Short exercise:
Please write out the records below as a JSON list of strings, one string per line, leaving out any blank lines.

::::::::::

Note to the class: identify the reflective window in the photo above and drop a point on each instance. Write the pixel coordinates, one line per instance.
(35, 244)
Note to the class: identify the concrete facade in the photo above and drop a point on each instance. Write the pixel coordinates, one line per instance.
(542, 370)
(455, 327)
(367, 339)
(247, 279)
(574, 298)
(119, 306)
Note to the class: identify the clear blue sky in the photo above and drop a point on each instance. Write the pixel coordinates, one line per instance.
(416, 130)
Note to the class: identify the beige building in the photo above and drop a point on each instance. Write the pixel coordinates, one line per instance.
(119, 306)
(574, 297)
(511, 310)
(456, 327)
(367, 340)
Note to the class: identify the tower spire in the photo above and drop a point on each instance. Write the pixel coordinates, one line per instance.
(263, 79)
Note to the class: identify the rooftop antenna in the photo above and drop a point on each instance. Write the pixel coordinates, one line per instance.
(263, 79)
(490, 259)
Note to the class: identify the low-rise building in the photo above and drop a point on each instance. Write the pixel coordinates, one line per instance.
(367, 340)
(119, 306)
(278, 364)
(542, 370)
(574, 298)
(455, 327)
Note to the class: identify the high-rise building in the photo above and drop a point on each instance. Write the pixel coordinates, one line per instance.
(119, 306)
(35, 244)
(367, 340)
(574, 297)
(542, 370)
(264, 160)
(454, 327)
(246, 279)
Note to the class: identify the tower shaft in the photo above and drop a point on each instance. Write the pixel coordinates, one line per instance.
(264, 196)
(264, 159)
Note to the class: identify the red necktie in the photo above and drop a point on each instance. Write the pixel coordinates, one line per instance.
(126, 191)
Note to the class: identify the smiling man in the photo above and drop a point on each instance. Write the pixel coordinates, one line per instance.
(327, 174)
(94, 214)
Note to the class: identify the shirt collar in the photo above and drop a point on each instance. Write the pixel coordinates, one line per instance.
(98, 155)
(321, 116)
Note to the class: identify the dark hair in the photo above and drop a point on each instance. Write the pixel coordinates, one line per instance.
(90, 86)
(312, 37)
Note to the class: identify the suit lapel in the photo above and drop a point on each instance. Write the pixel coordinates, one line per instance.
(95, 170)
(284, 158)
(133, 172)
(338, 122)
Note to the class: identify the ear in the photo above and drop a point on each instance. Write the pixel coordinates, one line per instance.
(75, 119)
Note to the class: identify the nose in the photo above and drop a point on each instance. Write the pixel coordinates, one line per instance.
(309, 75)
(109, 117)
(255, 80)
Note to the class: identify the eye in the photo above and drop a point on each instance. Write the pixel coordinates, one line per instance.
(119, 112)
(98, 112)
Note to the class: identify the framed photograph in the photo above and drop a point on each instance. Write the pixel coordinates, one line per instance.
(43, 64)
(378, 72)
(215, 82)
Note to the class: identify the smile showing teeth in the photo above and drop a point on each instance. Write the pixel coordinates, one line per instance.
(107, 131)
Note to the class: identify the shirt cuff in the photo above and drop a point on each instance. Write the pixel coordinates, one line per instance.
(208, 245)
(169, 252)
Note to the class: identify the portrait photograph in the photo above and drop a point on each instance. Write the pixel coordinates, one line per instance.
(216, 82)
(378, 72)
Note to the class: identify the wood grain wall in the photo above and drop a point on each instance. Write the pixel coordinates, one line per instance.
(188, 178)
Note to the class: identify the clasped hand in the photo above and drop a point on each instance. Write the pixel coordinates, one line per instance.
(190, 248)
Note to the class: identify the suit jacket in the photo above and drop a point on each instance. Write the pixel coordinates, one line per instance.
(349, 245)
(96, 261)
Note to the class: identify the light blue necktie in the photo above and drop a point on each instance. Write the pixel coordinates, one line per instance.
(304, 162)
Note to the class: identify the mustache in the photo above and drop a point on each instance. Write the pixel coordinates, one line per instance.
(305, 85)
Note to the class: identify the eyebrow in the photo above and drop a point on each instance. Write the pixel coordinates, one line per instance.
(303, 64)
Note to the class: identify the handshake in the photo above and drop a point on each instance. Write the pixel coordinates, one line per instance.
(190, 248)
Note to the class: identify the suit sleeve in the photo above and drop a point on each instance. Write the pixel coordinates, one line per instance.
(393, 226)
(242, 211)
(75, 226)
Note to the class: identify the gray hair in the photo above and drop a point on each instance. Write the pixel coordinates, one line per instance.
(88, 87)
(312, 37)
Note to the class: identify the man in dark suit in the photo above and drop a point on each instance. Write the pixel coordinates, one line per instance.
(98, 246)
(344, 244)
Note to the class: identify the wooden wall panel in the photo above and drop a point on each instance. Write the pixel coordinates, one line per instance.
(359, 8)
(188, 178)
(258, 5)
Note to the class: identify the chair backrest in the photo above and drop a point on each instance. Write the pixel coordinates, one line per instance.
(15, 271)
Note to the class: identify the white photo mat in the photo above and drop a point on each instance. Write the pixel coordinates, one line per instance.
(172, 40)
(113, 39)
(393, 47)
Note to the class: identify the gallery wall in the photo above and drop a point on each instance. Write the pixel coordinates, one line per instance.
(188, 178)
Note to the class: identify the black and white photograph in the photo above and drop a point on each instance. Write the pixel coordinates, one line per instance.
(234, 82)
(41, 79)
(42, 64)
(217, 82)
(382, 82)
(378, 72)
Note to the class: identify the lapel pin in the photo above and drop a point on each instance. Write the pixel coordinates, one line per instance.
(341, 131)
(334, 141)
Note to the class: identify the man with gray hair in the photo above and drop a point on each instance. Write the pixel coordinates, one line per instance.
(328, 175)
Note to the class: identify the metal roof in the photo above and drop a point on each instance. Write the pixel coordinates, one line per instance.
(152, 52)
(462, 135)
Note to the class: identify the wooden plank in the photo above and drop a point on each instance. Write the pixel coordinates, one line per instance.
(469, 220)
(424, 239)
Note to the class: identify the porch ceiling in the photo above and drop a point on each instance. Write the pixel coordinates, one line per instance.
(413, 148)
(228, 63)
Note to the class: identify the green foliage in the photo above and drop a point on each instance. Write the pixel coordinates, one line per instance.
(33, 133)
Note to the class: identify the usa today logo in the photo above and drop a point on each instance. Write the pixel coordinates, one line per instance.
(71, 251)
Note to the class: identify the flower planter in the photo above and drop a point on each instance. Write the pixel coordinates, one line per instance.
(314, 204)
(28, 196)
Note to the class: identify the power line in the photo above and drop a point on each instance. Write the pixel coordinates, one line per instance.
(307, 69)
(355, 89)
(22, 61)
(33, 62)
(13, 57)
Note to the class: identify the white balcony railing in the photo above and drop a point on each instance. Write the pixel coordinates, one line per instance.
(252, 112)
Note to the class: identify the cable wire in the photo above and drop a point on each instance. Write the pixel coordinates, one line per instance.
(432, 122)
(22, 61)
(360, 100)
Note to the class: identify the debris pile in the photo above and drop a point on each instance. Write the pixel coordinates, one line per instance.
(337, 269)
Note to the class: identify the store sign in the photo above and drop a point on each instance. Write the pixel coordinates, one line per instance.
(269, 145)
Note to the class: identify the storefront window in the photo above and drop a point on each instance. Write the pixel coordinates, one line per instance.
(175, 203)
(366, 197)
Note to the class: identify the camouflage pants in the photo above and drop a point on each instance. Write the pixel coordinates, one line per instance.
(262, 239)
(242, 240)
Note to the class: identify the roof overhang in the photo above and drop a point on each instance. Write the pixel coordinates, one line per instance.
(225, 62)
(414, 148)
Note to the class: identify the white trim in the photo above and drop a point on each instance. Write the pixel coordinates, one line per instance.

::::::::::

Complete answer:
[
  "Note to the class: identify the reflective window in the photo above and drop a point on each instance. Write the pixel coordinates, one line per instance.",
  "(35, 244)",
  "Note to the class: identify the concrete facade in the photo above and drop a point on each instance. Write the pixel coordinates, one line per instance.",
  "(542, 370)",
  "(455, 327)",
  "(367, 339)",
  "(247, 279)",
  "(574, 298)",
  "(119, 306)",
  "Note to the class: identify the clear blue sky in the photo above and drop a point on each instance. Write the pixel coordinates, one line per instance.",
  "(416, 130)",
  "Note to the class: identify the beige building in the photo above and drop a point on each instance. Write the pixel coordinates, one line per instance.",
  "(119, 306)",
  "(574, 297)",
  "(511, 310)",
  "(456, 327)",
  "(367, 340)",
  "Note to the class: identify the tower spire in the photo above and drop a point on each instance. Write the pixel coordinates, one line per instance.",
  "(263, 79)",
  "Note to the class: identify the rooftop antenna in the photo above and drop a point on each instance. Write the pixel coordinates, one line per instance.",
  "(263, 79)",
  "(490, 259)",
  "Note to the class: identify the low-rise building in the photo above and drop a point on each instance. Write the pixel coordinates, one line per instance.",
  "(367, 340)",
  "(119, 306)",
  "(278, 364)",
  "(542, 370)",
  "(574, 298)",
  "(455, 327)",
  "Note to the class: identify the high-rise building in the photo above and drop a point on each instance. Write the pixel coordinates, one line per instance.",
  "(119, 306)",
  "(35, 244)",
  "(367, 340)",
  "(574, 297)",
  "(542, 370)",
  "(264, 160)",
  "(454, 327)",
  "(246, 279)",
  "Note to the class: identify the tower shaft in the photo above and drop a point on each instance. Write the pixel coordinates, one line per instance.",
  "(264, 196)",
  "(264, 159)",
  "Note to the class: identify the red necktie in the photo above and drop a point on each instance. Write the pixel coordinates, one line per instance.",
  "(126, 191)",
  "Note to the class: identify the smiling man in the photo above and drop a point on each instance. Write the pixel coordinates, one line per instance.",
  "(327, 174)",
  "(94, 214)",
  "Note to the class: identify the shirt collar in the photo above and drop a point on each instance. Write the pixel coordinates, one line per instance.",
  "(98, 155)",
  "(321, 116)",
  "Note to the class: identify the dark hair in the photo above and drop a point on each instance. Write the pixel coordinates, one line per instance.",
  "(90, 86)",
  "(312, 37)",
  "Note to the class: identify the suit lapel in the photo above and drop a point on each instance. Write the pixel coordinates, one line per instance.",
  "(95, 170)",
  "(284, 158)",
  "(133, 172)",
  "(338, 122)",
  "Note to the class: identify the ear in the photo above and drop a point on each instance. Write the pixel coordinates, one line per instance.",
  "(75, 119)",
  "Note to the class: identify the nose in the photo above and drop a point on each instance. Write the pixel coordinates, one line per instance.",
  "(309, 75)",
  "(109, 117)",
  "(255, 80)",
  "Note to the class: identify the eye in the photo above and drop a point on each instance. Write the pixel coordinates, one line per instance.",
  "(119, 112)",
  "(98, 112)",
  "Note to the class: identify the framed photograph in the photo above and drop a point on each instance. Write the pixel coordinates, one line per instance.",
  "(43, 64)",
  "(378, 72)",
  "(215, 82)",
  "Note to the class: identify the smile showing teeth in the photo above and drop a point on each instance. Write the pixel coordinates, one line per instance.",
  "(107, 131)",
  "Note to the class: identify the shirt cuff in the photo above and drop a point on each instance. Write the pixel coordinates, one line per instance.",
  "(208, 245)",
  "(169, 252)",
  "Note to the class: identify the portrait photograph in the photo above and drop a point on each instance. Write the pixel coordinates, one line per instance.",
  "(216, 82)",
  "(378, 72)",
  "Note to the class: identify the wood grain wall in the photo above and drop a point on each instance. Write the pixel coordinates, one line per instance.",
  "(188, 178)",
  "Note to the class: identify the clasped hand in the photo above and drop a point on each instance. Write the pixel coordinates, one line per instance.",
  "(190, 248)",
  "Note to the class: identify the suit jacket in the photo above and drop a point on each instance. Write the pixel coordinates, one line per instance.",
  "(349, 245)",
  "(96, 261)",
  "Note to the class: identify the light blue necktie in the photo above and drop a point on each instance. Write the pixel coordinates, one line per instance.",
  "(304, 162)",
  "Note to the class: identify the mustache in the photo above and drop a point on each instance. Write the pixel coordinates, one line per instance.",
  "(305, 85)",
  "Note to the class: identify the eyebrow in the photo above and drop a point on each instance. Write the pixel coordinates, one line per instance.",
  "(303, 64)",
  "Note to the class: identify the handshake in the photo above and drop a point on each instance. Write the pixel coordinates, one line per instance.",
  "(190, 248)",
  "Note to the class: identify the suit sleeve in the photo above and drop a point on each instance. Write the pixel coordinates, one line per instance.",
  "(393, 226)",
  "(242, 211)",
  "(75, 226)",
  "Note to the class: identify the gray hair in the photo above and drop a point on each instance. Write the pixel coordinates, one line per instance.",
  "(88, 87)",
  "(312, 37)",
  "Note to the class: identify the man in dark suit in the photo above and drop a point on each instance. Write the pixel coordinates, one line per instance.",
  "(98, 246)",
  "(344, 244)",
  "Note to the class: identify the wooden wall panel in the photo above and drop a point on each instance. Write the pixel coordinates, one line per instance.",
  "(359, 8)",
  "(188, 178)",
  "(258, 5)",
  "Note to the class: identify the chair backrest in the photo above and drop a point on each instance. Write the pixel coordinates, one line per instance.",
  "(15, 271)",
  "Note to the class: identify the white photo mat in the photo above and drop a point on each instance. Write the pixel coordinates, one line per instance.",
  "(172, 40)",
  "(113, 39)",
  "(393, 47)",
  "Note to the class: identify the gallery wall in the photo above and drop a point on each instance. Write the pixel coordinates, one line per instance.",
  "(188, 178)",
  "Note to the class: identify the black and white photograph in the photo above and drop a point on each instance. Write the pixel coordinates, one line per instance.",
  "(234, 82)",
  "(41, 79)",
  "(42, 64)",
  "(217, 82)",
  "(382, 82)",
  "(378, 72)",
  "Note to the class: identify the lapel pin in the photo above and drop a point on each instance. Write the pixel coordinates, one line per instance.",
  "(341, 131)",
  "(334, 141)",
  "Note to the class: identify the man with gray hair in the photo above and drop a point on each instance. Write the pixel coordinates, one line per instance.",
  "(328, 175)",
  "Note to the class: identify the metal roof in the photo above and drop a point on each instance. Write the pixel coordinates, one line per instance.",
  "(152, 52)",
  "(462, 135)",
  "Note to the class: identify the wooden plank in the photo above and drop a point on each instance. Write the pixel coordinates, one line per instance.",
  "(469, 220)",
  "(424, 239)",
  "Note to the class: identify the porch ceiling in the photo above and drop a point on each instance. Write the pixel coordinates, one line per instance.",
  "(413, 148)",
  "(228, 63)",
  "Note to the class: identify the green foliage in the photo above and drop a point on each instance. Write the pixel coordinates, one line per instance.",
  "(33, 133)",
  "Note to the class: identify the usa today logo in the photo above and drop a point on each instance. Write the pixel coordinates, one line per instance.",
  "(71, 251)",
  "Note to the class: identify the flower planter in the photo above and drop a point on each instance. Write the pixel coordinates, one line per instance.",
  "(314, 204)",
  "(28, 196)",
  "Note to the class: identify the power line in the photo above and drop a point on each instance. Write the pixel coordinates, one line per instance.",
  "(307, 69)",
  "(355, 89)",
  "(22, 61)",
  "(33, 62)",
  "(13, 57)",
  "Note to the class: identify the white balcony railing in the photo above and drop a point on each instance. Write the pixel coordinates, one line per instance.",
  "(252, 112)",
  "Note to the class: identify the cable wire in the photo above and drop a point on each instance. Write the pixel coordinates, one line per instance.",
  "(432, 122)",
  "(22, 61)",
  "(360, 100)",
  "Note to the class: identify the debris pile in the photo above and drop a point on each instance. Write the pixel coordinates, one line per instance.",
  "(337, 269)",
  "Note to the class: identify the store sign in the photo above and drop a point on each instance. Write the pixel coordinates, one line per instance.",
  "(269, 145)",
  "Note to the class: identify the storefront window in the photo above and drop a point on each instance. Write the pixel coordinates, one line per instance.",
  "(175, 203)",
  "(366, 197)",
  "Note to the class: identify the camouflage pants in the photo above and drop a point on each instance. Write the pixel coordinates, one line per instance.",
  "(262, 239)",
  "(242, 240)",
  "Note to the class: identify the roof overhang in the photo above and drop a point on each instance. Write the pixel coordinates, one line per instance.",
  "(225, 62)",
  "(414, 148)",
  "Note to the class: identify the white trim in the photo above and drop a point on each instance. Write the pixel coordinates, one line per instance."
]